### Exercise requirements
Output the lines from the one holding "# point at: tern" to the end of the entries that follow, exactly and only those, minus any pictures.

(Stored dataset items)
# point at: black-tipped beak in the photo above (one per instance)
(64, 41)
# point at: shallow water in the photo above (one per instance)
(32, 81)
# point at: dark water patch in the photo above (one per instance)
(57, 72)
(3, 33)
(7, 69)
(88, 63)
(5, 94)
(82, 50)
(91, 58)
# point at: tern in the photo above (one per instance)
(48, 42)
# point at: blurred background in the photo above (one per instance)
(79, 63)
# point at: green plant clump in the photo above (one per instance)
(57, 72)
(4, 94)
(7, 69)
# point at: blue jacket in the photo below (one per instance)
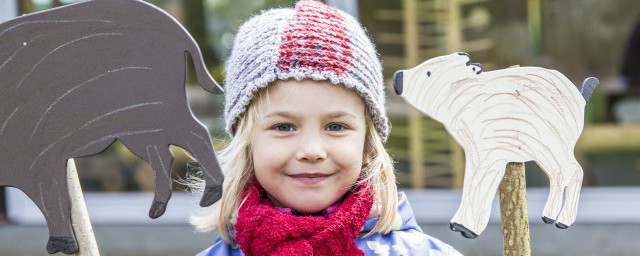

### Output for this task
# point at: tern in the photo above (one per instance)
(48, 42)
# point at: blurred background in the photo above (one per instance)
(79, 63)
# point at: green plant clump in the photo above (one per instance)
(57, 72)
(4, 94)
(7, 69)
# point at: blue jacket in the photo below (one per instance)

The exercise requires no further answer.